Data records
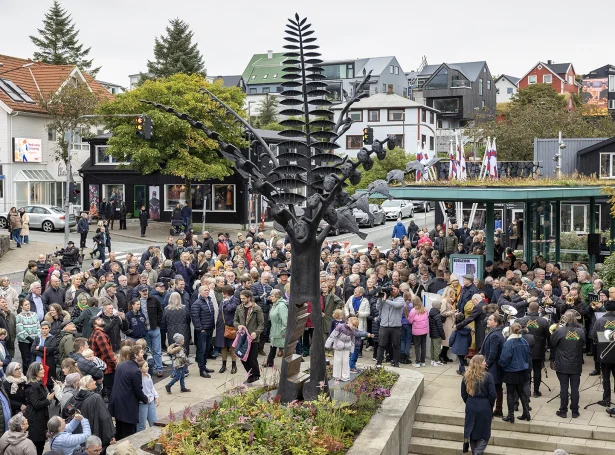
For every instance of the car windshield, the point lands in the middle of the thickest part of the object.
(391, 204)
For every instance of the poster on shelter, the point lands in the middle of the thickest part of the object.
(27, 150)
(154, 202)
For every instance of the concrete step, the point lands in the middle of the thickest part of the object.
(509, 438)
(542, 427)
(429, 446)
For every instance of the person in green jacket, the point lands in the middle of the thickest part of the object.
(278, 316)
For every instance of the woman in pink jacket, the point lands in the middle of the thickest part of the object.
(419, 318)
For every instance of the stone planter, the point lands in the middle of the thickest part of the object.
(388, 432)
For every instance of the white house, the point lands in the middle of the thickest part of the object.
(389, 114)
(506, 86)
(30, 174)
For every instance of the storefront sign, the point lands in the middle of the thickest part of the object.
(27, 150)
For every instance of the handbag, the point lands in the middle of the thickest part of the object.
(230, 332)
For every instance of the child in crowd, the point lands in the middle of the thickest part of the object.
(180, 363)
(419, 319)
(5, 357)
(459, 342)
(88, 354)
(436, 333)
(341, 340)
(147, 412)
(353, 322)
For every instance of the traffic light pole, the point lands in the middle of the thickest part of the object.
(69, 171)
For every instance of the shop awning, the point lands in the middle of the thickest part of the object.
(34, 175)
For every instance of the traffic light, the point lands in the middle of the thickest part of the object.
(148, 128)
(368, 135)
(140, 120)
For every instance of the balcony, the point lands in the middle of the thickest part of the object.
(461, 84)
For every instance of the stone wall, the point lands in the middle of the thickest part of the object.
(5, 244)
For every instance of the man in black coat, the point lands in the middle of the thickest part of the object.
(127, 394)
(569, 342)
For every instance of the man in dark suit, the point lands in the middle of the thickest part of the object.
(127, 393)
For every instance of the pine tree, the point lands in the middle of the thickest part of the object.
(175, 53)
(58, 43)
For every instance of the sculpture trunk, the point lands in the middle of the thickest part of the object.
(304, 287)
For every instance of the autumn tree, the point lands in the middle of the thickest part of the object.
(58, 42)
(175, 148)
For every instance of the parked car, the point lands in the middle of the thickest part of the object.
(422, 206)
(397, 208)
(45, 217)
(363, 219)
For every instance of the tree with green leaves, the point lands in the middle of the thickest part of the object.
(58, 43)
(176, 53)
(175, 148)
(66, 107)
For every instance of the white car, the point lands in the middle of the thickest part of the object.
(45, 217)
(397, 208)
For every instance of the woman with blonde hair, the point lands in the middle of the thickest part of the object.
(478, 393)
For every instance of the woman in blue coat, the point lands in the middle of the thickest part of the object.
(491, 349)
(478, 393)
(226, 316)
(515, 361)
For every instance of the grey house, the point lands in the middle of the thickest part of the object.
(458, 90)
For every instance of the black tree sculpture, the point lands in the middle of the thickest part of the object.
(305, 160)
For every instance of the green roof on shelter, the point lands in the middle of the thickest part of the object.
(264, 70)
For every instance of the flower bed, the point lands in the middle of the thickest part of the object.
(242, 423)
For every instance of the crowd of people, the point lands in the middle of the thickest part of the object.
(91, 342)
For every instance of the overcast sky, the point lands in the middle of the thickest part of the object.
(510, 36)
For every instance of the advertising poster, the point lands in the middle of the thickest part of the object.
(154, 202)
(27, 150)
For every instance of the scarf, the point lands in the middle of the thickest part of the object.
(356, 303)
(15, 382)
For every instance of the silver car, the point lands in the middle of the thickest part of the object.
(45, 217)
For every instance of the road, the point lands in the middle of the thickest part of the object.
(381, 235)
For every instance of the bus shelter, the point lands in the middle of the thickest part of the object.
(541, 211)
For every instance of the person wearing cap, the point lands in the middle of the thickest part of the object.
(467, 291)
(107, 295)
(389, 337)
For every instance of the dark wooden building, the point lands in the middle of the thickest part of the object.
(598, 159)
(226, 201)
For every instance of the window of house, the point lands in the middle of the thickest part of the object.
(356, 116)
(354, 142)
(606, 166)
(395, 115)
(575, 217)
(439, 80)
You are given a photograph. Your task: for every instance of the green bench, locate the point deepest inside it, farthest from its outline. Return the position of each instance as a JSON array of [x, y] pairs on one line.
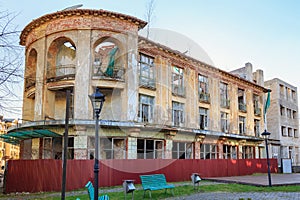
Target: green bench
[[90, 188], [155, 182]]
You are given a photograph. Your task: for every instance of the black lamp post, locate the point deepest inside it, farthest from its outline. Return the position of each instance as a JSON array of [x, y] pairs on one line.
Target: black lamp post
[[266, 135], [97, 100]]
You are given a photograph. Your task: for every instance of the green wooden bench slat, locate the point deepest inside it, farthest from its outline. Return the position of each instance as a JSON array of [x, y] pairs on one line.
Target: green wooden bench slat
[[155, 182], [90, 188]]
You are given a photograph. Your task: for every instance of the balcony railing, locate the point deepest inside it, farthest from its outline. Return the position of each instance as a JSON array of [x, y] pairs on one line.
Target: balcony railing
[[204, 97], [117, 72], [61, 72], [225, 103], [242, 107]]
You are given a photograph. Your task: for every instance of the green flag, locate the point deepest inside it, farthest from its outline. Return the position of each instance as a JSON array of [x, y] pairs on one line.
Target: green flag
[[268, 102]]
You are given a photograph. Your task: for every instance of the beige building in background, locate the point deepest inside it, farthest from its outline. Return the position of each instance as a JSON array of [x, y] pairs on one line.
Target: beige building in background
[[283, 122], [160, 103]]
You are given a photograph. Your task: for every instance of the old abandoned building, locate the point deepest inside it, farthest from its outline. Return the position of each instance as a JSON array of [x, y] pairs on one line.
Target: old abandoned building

• Exercise: Rewrite the listing from the line containing "For every instance of the silver" through the line containing "[[155, 182], [90, 188]]", keeping the requests and shifting every coordinate by adding 65 to each of its numbers. Leave the pictures out.

• Exercise result:
For every instance of the silver car, the point lands in the middle of the thickest part of the object.
(110, 282)
For every instance of the road, the point lands in the middle of the thickest part of the object.
(446, 300)
For every instance of the bus shelter, the point lands in the middle of the thickest part of the object.
(606, 276)
For every instance of the person wearing cap, the point lands in the middle of the thickest part of the object.
(532, 356)
(172, 360)
(454, 402)
For every instance of the dark wooden building, the point lands in the middle of the thickest part of the object.
(663, 224)
(291, 266)
For every instance of the window of house, the point lands in the middle of the thickest part of the object.
(421, 181)
(419, 207)
(671, 231)
(460, 180)
(640, 282)
(504, 145)
You are given a photograph. Your task: for every instance of the green bench, locate the point deepest inside it, farthest from its outline. Return the position of each instance as a JSON array of [x, y] pairs on one line.
Target: green bench
[[155, 253], [220, 247]]
You are given a photograph. Your task: for every instance of the black lamp post, locate the point deepest inside it, farthest from its outline. Return the position of each instance as a JSON array of [x, y] pairs on one line.
Target: black lamp post
[[331, 200], [162, 165]]
You are given a photograph. Your task: for every instance of the green wooden bench slat, locate the point deepest inside it, farthest from its outline. Return the position of each instance as a JSON array of [x, y] pairs on one line.
Target: green wooden bench slat
[[220, 247], [155, 253]]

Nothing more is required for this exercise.